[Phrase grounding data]
BEGIN
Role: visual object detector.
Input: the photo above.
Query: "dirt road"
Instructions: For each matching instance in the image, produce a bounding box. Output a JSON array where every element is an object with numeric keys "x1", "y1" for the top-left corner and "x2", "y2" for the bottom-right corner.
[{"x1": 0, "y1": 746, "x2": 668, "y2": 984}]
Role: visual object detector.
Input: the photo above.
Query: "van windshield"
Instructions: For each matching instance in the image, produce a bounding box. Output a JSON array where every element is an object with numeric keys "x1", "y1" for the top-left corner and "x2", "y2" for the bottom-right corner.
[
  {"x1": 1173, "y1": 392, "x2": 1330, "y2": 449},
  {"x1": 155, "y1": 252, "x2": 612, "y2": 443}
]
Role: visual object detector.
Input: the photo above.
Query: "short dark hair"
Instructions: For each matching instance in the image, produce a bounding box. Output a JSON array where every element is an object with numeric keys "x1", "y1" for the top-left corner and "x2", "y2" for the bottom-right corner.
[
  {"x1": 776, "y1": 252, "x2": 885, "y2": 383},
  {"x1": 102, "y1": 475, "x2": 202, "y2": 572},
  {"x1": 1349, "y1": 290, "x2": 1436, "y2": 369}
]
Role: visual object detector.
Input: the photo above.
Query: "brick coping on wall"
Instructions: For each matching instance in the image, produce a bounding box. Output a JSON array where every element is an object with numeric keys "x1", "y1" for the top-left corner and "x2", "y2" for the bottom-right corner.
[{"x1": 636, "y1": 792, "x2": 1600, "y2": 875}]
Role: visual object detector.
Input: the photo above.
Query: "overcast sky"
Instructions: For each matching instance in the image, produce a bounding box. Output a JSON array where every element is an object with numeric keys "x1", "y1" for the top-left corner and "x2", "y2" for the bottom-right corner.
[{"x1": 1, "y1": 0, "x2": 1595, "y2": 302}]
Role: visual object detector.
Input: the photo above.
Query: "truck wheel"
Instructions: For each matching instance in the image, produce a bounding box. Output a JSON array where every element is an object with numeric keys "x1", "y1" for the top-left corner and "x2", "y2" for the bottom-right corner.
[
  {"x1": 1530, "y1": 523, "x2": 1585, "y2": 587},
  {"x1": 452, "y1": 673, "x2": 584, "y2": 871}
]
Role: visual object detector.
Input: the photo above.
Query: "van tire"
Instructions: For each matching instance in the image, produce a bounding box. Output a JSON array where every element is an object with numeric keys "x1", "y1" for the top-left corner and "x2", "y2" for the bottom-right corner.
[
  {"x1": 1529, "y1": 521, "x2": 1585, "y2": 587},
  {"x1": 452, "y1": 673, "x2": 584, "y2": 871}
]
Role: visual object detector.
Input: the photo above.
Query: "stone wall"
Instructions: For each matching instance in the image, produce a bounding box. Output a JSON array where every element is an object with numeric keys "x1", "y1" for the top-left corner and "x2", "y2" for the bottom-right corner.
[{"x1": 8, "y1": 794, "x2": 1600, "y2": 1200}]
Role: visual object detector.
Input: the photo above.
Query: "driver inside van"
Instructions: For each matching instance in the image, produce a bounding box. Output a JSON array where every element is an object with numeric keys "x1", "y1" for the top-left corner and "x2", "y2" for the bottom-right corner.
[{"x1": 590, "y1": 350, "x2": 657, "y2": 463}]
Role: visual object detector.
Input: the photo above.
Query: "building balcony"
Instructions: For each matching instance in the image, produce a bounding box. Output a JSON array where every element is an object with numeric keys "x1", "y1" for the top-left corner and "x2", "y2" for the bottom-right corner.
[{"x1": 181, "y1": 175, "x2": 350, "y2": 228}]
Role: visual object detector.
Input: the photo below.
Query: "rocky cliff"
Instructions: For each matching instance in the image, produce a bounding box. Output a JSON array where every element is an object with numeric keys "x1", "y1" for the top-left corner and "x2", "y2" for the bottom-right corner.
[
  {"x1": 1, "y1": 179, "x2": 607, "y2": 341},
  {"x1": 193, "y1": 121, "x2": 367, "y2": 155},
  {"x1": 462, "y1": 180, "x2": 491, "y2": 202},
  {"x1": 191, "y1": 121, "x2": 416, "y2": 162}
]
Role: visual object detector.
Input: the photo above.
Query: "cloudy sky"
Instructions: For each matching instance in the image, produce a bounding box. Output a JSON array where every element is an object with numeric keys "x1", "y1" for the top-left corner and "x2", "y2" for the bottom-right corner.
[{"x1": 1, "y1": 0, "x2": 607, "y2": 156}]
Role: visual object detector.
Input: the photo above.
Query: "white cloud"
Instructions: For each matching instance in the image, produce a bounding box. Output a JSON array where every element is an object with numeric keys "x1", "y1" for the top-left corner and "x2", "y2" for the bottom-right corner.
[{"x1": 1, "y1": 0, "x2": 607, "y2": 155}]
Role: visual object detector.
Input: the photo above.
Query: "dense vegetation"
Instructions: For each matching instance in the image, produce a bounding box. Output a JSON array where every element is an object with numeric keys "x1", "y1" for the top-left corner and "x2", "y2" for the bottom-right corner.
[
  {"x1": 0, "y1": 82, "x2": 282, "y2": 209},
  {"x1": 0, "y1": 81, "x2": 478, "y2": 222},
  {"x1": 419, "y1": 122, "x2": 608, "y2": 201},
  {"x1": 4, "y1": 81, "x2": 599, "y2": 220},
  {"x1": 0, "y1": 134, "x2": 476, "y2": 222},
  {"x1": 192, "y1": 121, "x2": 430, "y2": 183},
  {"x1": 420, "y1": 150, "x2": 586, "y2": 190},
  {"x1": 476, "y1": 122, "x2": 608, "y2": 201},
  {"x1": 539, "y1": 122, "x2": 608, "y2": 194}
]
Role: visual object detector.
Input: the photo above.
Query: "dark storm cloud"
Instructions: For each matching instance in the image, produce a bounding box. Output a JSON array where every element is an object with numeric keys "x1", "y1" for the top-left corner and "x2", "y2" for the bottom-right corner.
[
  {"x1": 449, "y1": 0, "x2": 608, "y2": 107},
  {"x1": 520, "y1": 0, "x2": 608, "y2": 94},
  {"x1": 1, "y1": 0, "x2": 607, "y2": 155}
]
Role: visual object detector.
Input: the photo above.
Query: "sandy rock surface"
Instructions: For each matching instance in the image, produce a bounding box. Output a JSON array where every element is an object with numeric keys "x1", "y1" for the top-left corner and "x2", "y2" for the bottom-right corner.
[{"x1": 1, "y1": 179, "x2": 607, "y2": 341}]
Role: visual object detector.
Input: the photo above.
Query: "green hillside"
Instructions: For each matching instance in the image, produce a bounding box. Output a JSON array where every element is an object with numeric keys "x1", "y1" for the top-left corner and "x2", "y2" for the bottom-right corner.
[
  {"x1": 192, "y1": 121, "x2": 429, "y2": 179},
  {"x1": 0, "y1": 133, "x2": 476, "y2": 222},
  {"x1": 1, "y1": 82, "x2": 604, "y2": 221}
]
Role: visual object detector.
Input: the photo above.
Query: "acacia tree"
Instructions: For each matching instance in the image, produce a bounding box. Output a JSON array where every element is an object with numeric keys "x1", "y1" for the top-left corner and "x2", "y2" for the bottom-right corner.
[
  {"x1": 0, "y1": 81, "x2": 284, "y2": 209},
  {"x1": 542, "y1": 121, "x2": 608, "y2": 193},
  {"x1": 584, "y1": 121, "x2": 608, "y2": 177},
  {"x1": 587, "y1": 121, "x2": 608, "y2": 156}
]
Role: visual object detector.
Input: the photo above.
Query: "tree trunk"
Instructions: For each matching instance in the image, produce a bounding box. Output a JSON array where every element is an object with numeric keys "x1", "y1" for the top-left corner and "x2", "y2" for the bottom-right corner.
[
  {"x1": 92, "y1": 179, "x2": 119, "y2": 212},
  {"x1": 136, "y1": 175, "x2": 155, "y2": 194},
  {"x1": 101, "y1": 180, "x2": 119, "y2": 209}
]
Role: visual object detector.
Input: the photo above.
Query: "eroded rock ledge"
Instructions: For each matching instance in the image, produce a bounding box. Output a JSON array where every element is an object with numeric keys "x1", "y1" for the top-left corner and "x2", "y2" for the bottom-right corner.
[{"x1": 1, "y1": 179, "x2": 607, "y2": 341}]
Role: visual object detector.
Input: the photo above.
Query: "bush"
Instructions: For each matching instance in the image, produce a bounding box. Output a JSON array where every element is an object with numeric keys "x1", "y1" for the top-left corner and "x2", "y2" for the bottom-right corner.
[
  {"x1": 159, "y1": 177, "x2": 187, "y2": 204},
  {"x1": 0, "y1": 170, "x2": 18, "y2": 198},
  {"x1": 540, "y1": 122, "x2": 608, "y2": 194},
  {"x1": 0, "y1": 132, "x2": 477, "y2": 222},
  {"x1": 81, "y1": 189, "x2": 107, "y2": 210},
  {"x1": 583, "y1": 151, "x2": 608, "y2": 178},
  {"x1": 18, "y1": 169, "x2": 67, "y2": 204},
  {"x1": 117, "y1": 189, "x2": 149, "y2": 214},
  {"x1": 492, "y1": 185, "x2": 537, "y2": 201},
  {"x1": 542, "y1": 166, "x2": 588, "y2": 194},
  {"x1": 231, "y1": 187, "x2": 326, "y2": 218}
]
END
● **TASK DIRECTIONS**
For each line in the data that contains the string "dark", give a copy of that line.

● **THE ANSWER**
Query: "short dark hair"
Query: "dark storm cloud"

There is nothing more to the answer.